**Stated goal**
Convert every line of the entries below into a JSON list of strings, one string per line, leaving out blank lines.
◇ ◇ ◇
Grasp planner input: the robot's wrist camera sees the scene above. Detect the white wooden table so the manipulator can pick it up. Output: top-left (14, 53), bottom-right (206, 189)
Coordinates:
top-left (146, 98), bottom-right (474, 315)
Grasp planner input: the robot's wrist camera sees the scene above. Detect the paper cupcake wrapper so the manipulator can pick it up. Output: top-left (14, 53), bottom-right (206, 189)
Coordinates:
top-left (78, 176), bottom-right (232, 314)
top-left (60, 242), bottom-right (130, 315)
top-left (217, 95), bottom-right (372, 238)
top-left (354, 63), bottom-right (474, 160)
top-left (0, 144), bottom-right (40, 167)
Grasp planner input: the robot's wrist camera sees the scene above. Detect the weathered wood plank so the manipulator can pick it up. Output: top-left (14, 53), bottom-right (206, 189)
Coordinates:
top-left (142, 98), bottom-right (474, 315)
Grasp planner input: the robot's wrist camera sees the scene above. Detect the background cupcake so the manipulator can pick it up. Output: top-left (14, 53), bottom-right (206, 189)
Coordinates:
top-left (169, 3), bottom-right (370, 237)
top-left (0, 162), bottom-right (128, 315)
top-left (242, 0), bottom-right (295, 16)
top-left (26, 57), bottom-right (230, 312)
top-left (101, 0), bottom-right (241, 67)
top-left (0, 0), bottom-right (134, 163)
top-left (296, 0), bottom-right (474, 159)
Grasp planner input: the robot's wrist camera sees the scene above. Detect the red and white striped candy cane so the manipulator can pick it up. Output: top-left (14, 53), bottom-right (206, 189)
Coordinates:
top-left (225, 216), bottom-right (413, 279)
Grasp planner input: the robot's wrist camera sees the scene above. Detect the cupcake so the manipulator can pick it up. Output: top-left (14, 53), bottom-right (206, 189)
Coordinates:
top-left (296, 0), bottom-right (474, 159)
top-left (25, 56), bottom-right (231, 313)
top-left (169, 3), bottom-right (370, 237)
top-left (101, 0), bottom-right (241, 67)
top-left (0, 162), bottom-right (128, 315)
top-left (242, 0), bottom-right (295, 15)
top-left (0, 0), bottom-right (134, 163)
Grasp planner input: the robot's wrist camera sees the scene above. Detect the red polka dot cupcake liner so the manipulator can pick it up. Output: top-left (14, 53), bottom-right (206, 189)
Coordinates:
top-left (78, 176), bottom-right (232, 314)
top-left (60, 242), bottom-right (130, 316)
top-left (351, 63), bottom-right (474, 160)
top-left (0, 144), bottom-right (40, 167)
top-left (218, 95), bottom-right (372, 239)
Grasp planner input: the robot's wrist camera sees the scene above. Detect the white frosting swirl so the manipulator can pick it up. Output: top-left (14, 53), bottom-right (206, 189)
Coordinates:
◇ ◇ ◇
**Correct output**
[
  "Grasp planner input: the robot's wrist camera sees the scene above. Detect the white wooden table so the manipulator can pick it up. Output: top-left (14, 53), bottom-right (206, 189)",
  "Coordinates:",
  "top-left (146, 98), bottom-right (474, 315)",
  "Grasp planner input: the robot's wrist camera sees the scene above. Detect the paper cupcake wrapper so the manipulator can pick it up. Output: top-left (14, 53), bottom-right (206, 189)",
  "Coordinates:",
  "top-left (78, 176), bottom-right (232, 314)",
  "top-left (60, 242), bottom-right (130, 315)",
  "top-left (217, 95), bottom-right (372, 238)",
  "top-left (354, 63), bottom-right (474, 160)",
  "top-left (0, 144), bottom-right (40, 167)",
  "Grasp planner input: the robot's wrist camera sees the scene above. Detect the weathered wood plank so the manipulator can pick it up. Output: top-left (14, 53), bottom-right (206, 189)",
  "Coordinates:",
  "top-left (142, 98), bottom-right (474, 315)",
  "Grasp planner input: the robot's wrist camera sees the scene above. Detect the background cupcake so the manipulator can pick it up. Output: top-left (14, 53), bottom-right (206, 189)",
  "Coordinates:",
  "top-left (169, 3), bottom-right (370, 237)",
  "top-left (0, 162), bottom-right (128, 315)",
  "top-left (242, 0), bottom-right (295, 16)",
  "top-left (26, 57), bottom-right (230, 312)",
  "top-left (101, 0), bottom-right (241, 67)",
  "top-left (0, 0), bottom-right (134, 163)",
  "top-left (296, 0), bottom-right (474, 159)",
  "Grasp planner input: the robot's wrist camera sees the scene above. Detect the red and white striped candy cane so the manipulator can pick it up. Output: top-left (14, 53), bottom-right (206, 189)",
  "Coordinates:",
  "top-left (225, 216), bottom-right (413, 279)",
  "Grasp planner input: the robot's wrist camera sees the scene above. Detect the cupcake so the manipulator can pick it up. Output: top-left (14, 53), bottom-right (206, 189)",
  "Coordinates:",
  "top-left (296, 0), bottom-right (474, 159)",
  "top-left (25, 56), bottom-right (231, 313)",
  "top-left (169, 3), bottom-right (370, 237)",
  "top-left (101, 0), bottom-right (241, 67)",
  "top-left (0, 162), bottom-right (128, 315)",
  "top-left (242, 0), bottom-right (295, 15)",
  "top-left (0, 0), bottom-right (134, 163)",
  "Grasp planner input: the robot's wrist camera sees the scene above. Detect the red polka dot cupcake liner so the manipulator can pick it up. Output: top-left (14, 53), bottom-right (206, 189)",
  "Coordinates:",
  "top-left (78, 176), bottom-right (232, 314)",
  "top-left (60, 242), bottom-right (130, 316)",
  "top-left (351, 63), bottom-right (474, 160)",
  "top-left (0, 144), bottom-right (40, 167)",
  "top-left (218, 95), bottom-right (372, 239)",
  "Grasp planner input: the robot's wrist camera sees the scene above. Detect the white frosting swirl so the manipulator can pick it up. Output: top-left (14, 53), bottom-right (206, 189)",
  "Coordinates:"
]